> Prompt: Count the lines below that contain the word "white", treating uppercase and lowercase as different, and give only the number.

> Supplied material:
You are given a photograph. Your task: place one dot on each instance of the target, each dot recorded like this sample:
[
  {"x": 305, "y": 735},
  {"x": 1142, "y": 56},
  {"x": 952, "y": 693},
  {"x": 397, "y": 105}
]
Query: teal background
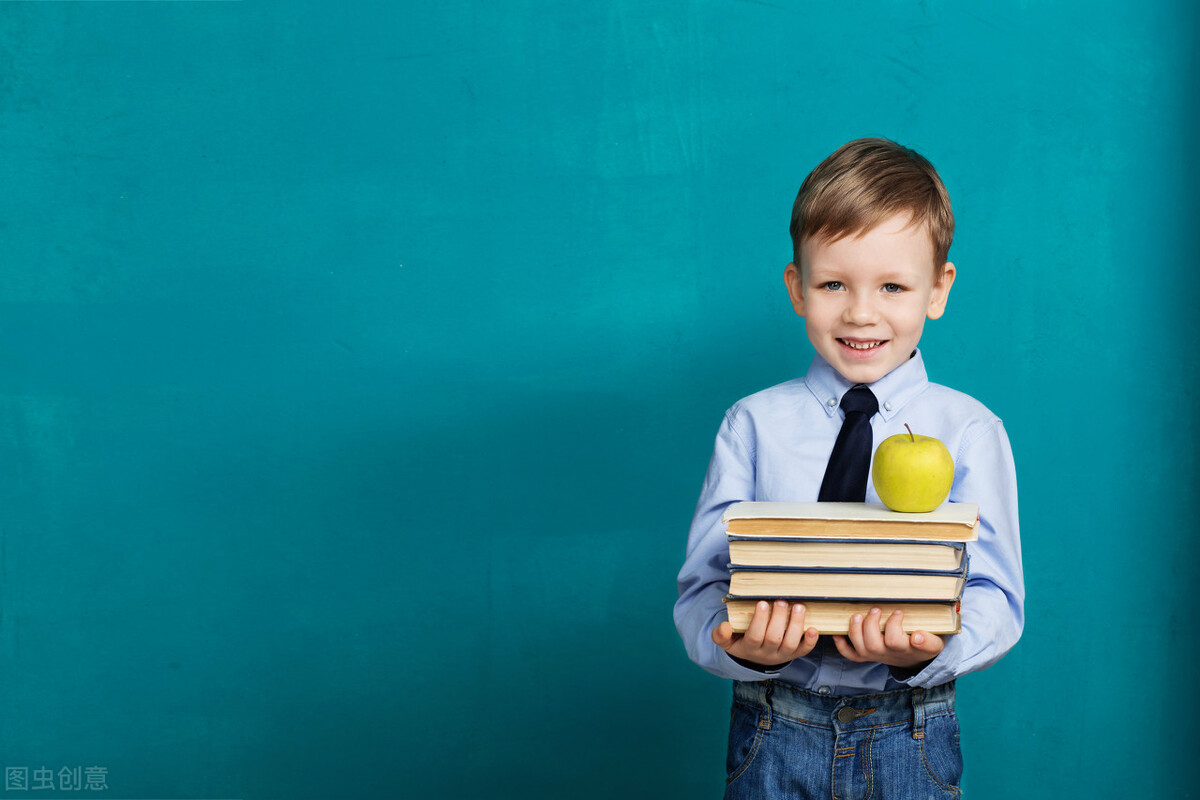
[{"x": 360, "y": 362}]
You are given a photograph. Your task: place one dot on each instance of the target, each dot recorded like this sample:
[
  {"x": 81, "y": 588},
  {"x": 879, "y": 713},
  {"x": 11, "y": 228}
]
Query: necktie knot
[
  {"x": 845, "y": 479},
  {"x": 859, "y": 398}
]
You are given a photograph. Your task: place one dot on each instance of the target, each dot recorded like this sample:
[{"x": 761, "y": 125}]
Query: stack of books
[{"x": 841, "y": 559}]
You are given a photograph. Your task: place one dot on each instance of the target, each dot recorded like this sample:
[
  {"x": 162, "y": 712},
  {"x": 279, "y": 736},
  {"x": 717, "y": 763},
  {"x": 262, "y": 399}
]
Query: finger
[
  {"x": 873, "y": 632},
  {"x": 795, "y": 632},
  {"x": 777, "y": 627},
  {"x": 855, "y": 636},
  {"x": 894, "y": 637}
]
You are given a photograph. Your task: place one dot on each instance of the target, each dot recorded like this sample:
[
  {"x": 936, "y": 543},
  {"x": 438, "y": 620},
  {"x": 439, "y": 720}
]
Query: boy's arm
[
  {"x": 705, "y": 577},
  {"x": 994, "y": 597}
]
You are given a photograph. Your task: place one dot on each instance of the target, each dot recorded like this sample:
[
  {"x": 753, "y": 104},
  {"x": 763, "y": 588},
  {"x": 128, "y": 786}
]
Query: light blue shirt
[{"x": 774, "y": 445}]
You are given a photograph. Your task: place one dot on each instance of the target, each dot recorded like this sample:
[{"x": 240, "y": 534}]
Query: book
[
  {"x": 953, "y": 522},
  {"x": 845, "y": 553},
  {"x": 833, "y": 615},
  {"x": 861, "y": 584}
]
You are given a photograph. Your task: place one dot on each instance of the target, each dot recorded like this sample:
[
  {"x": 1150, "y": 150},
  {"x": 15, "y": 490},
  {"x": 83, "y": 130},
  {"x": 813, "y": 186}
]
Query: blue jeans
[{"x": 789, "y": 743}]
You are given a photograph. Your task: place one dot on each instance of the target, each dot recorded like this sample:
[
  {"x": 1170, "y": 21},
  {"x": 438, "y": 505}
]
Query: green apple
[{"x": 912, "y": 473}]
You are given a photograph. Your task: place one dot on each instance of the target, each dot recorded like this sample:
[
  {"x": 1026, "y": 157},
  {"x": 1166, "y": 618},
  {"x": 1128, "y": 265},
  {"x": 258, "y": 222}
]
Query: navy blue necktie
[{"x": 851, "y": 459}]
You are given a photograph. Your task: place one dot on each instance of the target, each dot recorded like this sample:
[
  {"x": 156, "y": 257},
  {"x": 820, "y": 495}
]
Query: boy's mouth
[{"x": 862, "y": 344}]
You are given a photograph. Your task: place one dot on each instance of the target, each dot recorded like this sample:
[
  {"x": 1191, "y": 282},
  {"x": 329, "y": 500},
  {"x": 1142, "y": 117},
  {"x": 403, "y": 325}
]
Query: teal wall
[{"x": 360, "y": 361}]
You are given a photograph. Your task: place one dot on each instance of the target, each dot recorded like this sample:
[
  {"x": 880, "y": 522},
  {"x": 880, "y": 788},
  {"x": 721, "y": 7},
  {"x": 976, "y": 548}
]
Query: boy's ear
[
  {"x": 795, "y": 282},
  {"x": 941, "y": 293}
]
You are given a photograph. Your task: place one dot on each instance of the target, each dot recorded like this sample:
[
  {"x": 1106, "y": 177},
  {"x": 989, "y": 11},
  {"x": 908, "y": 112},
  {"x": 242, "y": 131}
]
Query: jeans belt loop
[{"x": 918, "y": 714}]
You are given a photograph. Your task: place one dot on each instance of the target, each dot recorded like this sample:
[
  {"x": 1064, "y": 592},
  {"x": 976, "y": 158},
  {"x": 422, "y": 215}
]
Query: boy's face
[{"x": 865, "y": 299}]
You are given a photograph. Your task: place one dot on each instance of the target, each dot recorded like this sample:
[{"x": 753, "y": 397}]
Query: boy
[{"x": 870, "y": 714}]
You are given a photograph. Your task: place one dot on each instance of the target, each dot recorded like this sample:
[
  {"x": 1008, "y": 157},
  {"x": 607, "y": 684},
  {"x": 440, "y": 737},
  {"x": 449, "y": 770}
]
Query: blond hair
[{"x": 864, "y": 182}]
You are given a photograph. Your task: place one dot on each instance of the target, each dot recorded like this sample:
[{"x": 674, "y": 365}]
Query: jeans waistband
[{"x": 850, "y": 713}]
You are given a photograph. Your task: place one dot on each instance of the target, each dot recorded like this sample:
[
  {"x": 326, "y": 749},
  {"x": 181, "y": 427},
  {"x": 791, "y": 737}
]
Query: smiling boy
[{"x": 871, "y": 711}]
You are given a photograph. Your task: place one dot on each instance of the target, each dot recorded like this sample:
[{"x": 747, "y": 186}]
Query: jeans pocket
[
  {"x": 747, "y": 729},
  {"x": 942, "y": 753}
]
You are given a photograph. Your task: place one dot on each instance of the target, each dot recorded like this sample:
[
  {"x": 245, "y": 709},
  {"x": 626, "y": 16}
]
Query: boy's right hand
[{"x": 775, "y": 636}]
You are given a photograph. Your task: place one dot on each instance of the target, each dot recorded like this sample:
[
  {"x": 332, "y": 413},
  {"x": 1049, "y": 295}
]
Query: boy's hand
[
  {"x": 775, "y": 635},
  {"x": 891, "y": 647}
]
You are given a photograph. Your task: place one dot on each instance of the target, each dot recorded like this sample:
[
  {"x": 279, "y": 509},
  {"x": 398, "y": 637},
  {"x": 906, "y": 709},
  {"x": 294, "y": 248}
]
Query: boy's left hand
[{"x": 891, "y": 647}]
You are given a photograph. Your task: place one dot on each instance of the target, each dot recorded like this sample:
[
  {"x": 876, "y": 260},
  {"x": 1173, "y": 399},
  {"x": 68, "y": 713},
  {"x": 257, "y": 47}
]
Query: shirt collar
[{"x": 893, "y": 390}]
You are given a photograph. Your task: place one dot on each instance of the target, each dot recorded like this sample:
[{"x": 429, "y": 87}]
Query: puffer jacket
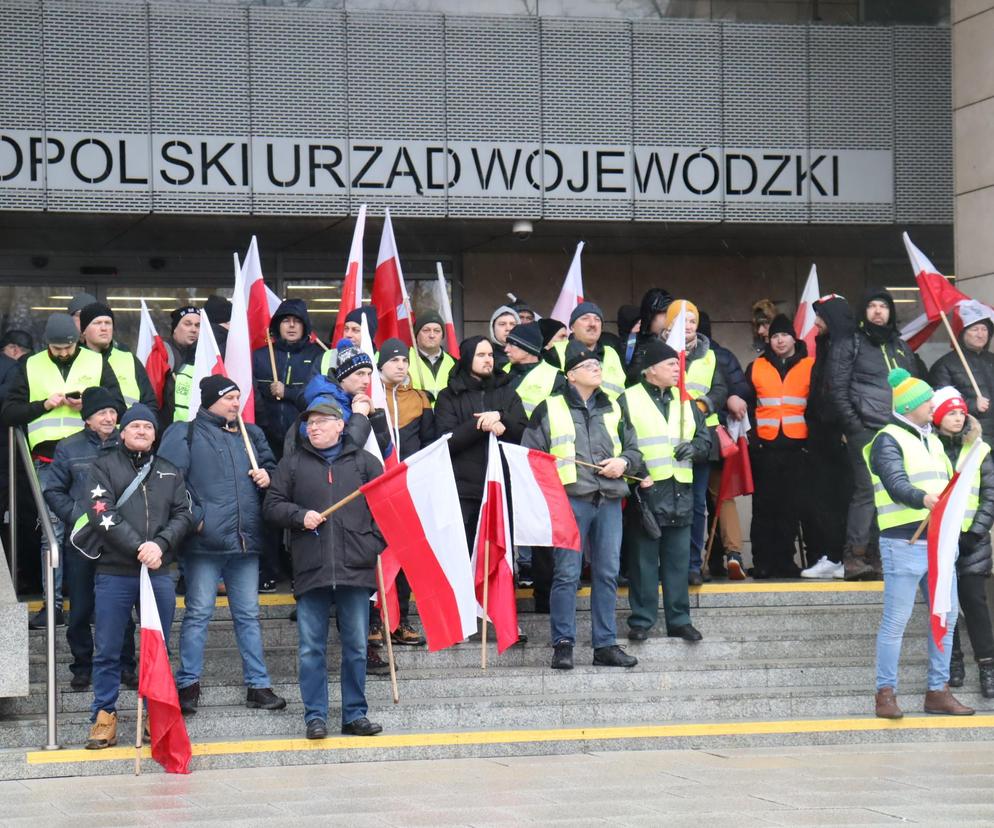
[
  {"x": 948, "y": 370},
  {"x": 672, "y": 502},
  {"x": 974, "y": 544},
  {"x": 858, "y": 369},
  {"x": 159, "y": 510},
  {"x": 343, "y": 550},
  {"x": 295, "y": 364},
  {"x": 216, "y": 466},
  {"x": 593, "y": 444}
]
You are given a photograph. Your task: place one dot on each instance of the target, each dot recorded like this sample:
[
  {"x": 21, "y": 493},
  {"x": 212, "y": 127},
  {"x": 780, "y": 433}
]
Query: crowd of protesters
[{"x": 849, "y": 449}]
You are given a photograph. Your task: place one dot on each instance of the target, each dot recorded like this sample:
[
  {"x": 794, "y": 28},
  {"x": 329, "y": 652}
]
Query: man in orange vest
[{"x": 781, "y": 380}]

---

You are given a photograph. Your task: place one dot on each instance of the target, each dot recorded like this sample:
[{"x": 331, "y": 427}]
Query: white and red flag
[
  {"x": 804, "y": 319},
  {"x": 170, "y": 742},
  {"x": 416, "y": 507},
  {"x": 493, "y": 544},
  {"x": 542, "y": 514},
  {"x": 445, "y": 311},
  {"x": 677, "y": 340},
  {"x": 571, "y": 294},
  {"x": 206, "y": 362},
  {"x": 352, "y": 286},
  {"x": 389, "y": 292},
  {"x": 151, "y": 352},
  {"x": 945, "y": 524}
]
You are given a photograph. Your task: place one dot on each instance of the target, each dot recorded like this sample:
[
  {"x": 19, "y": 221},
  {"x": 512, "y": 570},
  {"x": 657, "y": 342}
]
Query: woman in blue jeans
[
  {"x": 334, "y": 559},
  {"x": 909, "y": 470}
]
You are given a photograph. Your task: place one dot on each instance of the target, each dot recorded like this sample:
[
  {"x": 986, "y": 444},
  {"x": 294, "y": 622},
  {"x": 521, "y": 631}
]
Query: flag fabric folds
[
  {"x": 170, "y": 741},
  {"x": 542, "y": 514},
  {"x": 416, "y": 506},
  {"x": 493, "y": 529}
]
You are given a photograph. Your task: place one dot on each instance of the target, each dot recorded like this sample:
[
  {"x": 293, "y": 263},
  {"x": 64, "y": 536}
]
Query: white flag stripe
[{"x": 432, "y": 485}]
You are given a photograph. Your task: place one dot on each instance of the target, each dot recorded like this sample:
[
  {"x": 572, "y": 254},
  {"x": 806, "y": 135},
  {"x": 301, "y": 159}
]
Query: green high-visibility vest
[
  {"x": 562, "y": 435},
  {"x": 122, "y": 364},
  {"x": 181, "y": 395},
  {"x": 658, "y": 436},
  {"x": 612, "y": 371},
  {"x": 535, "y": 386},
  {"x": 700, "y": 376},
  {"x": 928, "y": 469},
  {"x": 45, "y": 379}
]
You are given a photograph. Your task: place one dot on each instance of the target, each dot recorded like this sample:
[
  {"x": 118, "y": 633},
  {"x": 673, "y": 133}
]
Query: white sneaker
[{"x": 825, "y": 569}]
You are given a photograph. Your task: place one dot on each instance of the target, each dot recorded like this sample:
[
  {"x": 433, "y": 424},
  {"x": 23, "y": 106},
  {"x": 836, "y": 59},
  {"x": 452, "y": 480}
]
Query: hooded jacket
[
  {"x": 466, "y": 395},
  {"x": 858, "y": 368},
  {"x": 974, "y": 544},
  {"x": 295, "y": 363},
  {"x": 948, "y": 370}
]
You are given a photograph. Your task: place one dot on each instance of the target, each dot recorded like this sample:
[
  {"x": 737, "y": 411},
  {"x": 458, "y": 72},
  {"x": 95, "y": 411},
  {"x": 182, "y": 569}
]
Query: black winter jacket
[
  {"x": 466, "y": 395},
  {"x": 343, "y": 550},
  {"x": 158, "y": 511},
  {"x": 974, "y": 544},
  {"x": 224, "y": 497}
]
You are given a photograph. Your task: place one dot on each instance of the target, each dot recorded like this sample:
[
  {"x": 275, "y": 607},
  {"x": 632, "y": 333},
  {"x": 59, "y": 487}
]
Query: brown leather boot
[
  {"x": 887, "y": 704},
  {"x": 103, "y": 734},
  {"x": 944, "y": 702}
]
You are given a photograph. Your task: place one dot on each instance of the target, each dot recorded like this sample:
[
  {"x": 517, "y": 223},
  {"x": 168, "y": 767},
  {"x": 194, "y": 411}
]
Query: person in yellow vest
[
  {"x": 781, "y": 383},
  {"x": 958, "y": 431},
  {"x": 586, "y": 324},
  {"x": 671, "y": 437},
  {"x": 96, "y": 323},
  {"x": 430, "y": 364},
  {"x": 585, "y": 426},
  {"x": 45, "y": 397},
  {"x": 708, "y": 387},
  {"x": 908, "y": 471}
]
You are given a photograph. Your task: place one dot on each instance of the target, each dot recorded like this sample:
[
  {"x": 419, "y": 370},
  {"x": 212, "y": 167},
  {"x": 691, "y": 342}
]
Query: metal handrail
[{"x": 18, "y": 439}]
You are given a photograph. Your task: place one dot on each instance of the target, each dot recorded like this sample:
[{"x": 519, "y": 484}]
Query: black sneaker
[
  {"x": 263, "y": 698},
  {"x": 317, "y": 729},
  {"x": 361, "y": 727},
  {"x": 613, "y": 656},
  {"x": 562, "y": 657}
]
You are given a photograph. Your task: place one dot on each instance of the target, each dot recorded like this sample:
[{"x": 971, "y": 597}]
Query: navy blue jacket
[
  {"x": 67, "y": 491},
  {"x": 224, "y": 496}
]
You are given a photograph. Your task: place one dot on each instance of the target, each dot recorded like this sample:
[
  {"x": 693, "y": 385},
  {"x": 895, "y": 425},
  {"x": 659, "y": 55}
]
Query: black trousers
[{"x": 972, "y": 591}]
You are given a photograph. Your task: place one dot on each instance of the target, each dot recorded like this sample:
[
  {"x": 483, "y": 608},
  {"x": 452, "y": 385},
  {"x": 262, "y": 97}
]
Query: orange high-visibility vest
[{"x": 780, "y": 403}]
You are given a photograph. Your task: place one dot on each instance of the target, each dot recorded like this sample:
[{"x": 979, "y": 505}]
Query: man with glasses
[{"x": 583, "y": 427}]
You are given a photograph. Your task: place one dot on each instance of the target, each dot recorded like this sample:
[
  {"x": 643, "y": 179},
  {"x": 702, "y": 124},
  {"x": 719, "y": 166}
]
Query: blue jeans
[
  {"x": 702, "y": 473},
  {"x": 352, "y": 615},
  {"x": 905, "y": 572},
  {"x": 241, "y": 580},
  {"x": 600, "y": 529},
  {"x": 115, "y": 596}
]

* * *

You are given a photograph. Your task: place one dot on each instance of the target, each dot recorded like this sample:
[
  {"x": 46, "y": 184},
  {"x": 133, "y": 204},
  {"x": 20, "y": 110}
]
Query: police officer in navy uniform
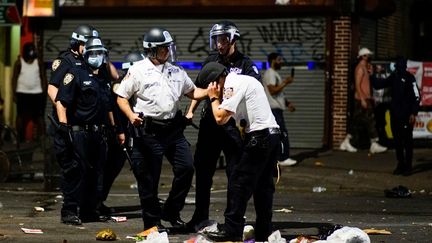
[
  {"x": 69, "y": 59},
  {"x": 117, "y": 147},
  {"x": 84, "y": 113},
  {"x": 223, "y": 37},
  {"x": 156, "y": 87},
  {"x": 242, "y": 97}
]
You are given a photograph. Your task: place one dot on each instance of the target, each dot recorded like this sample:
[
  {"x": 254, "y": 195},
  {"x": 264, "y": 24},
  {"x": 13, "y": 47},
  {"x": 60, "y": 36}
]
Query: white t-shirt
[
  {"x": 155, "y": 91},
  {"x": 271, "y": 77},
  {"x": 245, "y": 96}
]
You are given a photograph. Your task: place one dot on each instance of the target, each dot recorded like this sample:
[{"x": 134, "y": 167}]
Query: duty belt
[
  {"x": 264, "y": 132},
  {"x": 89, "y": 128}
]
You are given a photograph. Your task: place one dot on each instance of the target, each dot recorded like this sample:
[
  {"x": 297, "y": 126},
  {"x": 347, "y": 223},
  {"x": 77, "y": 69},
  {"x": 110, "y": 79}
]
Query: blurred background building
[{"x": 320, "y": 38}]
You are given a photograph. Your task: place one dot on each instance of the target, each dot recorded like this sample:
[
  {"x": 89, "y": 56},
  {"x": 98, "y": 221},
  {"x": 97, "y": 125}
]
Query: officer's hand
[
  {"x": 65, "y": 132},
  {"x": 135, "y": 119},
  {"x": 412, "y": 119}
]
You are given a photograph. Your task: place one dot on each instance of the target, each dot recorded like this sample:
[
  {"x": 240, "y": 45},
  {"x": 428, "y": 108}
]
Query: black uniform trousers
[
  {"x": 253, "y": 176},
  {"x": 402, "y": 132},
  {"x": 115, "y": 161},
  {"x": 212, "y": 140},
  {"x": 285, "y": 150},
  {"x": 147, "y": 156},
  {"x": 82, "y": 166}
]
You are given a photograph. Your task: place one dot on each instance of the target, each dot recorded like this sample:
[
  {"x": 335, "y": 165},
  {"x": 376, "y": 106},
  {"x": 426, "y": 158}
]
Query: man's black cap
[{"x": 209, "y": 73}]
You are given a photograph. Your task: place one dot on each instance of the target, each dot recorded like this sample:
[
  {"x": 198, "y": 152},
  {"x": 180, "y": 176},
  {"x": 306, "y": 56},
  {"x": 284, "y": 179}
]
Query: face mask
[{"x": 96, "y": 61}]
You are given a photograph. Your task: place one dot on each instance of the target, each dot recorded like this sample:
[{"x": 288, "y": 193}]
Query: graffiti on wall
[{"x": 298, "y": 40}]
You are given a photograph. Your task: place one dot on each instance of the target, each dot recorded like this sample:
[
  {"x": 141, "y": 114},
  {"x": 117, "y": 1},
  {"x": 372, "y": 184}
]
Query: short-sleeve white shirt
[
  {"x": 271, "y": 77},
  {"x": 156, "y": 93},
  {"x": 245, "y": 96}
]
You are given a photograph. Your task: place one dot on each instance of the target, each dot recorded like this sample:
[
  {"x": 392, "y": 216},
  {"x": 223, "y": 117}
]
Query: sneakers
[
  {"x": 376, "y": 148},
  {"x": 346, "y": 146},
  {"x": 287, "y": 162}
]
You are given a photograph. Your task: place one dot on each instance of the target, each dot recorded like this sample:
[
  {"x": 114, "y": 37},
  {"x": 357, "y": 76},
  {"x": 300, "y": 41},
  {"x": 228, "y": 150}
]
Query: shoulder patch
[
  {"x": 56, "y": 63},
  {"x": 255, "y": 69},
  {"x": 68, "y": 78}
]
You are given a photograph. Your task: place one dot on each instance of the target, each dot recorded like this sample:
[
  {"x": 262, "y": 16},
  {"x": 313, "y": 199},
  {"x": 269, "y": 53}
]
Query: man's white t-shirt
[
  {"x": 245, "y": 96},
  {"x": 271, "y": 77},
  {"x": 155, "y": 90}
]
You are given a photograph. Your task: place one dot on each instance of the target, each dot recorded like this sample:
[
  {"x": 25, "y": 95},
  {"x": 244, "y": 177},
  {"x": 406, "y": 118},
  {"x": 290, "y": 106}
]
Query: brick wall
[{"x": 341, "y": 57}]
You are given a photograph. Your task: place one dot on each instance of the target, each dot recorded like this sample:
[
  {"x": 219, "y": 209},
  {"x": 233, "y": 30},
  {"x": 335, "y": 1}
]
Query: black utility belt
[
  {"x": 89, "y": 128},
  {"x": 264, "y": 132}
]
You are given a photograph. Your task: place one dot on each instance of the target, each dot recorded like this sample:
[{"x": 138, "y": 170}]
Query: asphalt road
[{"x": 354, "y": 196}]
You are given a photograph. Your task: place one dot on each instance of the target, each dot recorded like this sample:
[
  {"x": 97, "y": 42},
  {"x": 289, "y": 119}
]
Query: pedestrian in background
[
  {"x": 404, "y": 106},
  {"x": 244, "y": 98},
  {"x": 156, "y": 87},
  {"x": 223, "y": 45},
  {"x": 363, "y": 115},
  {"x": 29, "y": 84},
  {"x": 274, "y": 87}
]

> Solved exercise: 6